• Work to do: Give back the whole listing exactly as shown.

• Entries provided:
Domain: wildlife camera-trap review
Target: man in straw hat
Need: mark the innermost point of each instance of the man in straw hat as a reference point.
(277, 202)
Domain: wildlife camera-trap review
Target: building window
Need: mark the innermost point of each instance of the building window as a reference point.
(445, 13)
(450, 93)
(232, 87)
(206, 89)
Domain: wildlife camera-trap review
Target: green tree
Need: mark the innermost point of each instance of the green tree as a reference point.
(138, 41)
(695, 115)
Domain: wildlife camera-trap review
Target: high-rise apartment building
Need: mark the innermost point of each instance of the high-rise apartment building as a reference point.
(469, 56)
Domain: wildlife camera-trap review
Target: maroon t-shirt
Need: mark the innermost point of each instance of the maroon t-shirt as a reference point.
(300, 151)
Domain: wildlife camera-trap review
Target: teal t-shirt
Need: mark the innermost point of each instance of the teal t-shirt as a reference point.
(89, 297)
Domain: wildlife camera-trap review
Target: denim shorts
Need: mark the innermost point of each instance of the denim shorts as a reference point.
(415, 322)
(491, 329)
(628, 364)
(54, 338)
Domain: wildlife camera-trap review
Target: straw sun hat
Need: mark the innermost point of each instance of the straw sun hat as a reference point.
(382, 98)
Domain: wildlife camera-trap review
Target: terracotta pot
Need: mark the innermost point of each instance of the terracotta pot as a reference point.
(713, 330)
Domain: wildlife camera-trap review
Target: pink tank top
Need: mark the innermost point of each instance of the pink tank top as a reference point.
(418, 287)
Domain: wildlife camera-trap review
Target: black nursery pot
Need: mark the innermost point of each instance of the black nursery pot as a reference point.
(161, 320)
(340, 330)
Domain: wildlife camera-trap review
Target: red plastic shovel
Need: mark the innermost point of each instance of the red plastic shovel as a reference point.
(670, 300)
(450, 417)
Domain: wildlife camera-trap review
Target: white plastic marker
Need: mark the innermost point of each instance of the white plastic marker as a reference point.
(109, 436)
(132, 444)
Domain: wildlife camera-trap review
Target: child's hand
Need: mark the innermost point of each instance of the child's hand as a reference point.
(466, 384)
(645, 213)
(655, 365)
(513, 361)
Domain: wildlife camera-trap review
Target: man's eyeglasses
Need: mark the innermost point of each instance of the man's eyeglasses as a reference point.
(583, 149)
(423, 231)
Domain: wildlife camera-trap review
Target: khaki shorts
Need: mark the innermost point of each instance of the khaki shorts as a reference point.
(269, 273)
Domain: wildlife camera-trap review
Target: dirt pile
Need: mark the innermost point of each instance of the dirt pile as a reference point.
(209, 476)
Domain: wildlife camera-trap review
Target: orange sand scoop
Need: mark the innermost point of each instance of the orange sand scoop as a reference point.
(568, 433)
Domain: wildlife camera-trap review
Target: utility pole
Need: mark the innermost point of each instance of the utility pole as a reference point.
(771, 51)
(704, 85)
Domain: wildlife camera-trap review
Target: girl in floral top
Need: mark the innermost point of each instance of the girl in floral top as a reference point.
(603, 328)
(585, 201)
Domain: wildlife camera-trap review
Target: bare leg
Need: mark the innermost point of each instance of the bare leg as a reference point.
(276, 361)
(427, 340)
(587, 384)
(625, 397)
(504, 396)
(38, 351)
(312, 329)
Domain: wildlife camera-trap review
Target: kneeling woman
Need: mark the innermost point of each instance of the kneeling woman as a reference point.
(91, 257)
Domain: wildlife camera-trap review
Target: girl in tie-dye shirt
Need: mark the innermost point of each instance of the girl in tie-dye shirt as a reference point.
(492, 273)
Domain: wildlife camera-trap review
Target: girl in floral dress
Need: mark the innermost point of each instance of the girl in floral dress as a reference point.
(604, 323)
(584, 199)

• Full response:
Domain: wildlife camera-trap review
Target: man in straw hat
Need: mark the innermost point of each instance of the man in straw hat as a reference point.
(277, 202)
Domain: wildlife camera-trap review
Target: building window
Need: mark the innermost point of each instance of the building window as a reference point.
(445, 13)
(450, 93)
(232, 87)
(206, 89)
Domain: wildlife camera-trap review
Target: green tree
Need: mark the innermost point of each instance of the green tree as a reference point.
(138, 41)
(695, 115)
Domain: wildlife camera-trap review
Target: high-rise apartment building
Need: mark the innermost point of each instance of the high-rise apartment building as a reference point.
(469, 56)
Domain: wildlife camera-trap review
Target: maroon t-shirt
Need: mark the innermost point of each instance of the maroon t-shirt as a reference point.
(300, 151)
Domain: wildlife camera-trap review
Target: teal t-shirt
Need: mark the innermost point of each instance of the teal t-shirt as a reference point.
(89, 297)
Domain: wildlife camera-trap review
Target: denim shorts
Need: mark the innermost point of each instance of the denim shorts as a reference point.
(415, 322)
(491, 329)
(628, 364)
(54, 338)
Domain: wildlife camera-trap review
Target: straw sun hat
Need: mark the innermost point of each instance of the straw sun hat as a reference point.
(382, 98)
Domain: wildlife camera-trap review
Target: terracotta pot
Need: mark the innermost point of each instance of the terracotta pot as a reference point.
(713, 330)
Domain: wildlife camera-trap review
Target: pink tank top
Need: mark the innermost point of each instance of the pink tank top as a reference point.
(418, 287)
Domain: wildlife camera-trap review
Target: black nursery pot
Need: mark the innermost point of each instance of the black nursery pot as a reference point.
(161, 320)
(340, 330)
Domain: wildlife camera-trap review
Target: red plastic shovel
Need: mark the innermost point of each instance of the red plastic shovel as a reference point.
(670, 300)
(450, 417)
Domain: wildlife camera-trap review
Target: white plastic marker
Need: mark the innermost point of each instance of the white plastic marker as a reference point.
(109, 436)
(132, 444)
Domain: wildlife camera-trap review
Target: child's hand
Need: mark the innermost point of each instance of the child's hand as a reference point.
(466, 384)
(645, 213)
(655, 365)
(513, 361)
Domain: wildlife camera-trap review
Target: man's eyeglasses
Need: mark the innermost point of each instance of the man's eyeglasses as a reference point.
(583, 149)
(423, 231)
Domain: wildlife camera-trap review
Target: khaki shorts
Need: mark the innermost point of each instance of the khaki shorts as a reference point.
(269, 273)
Domain: wildlife camera-trap review
Target: dirt pile
Need: mark the innermost point of each instance of the dirt pile as a reference point.
(209, 476)
Domain: wildlife camera-trap review
Target: orange sand scoop
Need: mark the innermost point of each instance of the orange sand scoop as a reference point.
(568, 433)
Domain: wildlife camera-trap review
Target: utility pole
Need: mark the innermost point of each instance of the utility pole as a reference point.
(771, 51)
(704, 85)
Domain: wildlife camera-trap review
Target: girl in floral top
Need: mark the innermost point of each instance of the girl in floral top as a reference point.
(603, 328)
(585, 201)
Domain: wildlife camera-trap review
Target: bare leg
Need: mark the innermost point of each instance of the bare leg as a reference point.
(276, 361)
(427, 340)
(587, 384)
(625, 397)
(504, 396)
(38, 351)
(312, 329)
Domain: wildlife camera-trap review
Target: kneeling woman
Need: mark the innermost point of each instance of the kneeling woman as a reference point.
(91, 257)
Domain: wildlife camera-trap review
Target: girl in tie-dye shirt
Need: mark the innermost point of each instance of the girl in tie-dye shirt as a reference point.
(492, 273)
Domain: wildlife camera-trap review
Target: girl in floral dress
Need: mark the innermost point of each instance of the girl in floral dress as a reference point.
(604, 323)
(584, 199)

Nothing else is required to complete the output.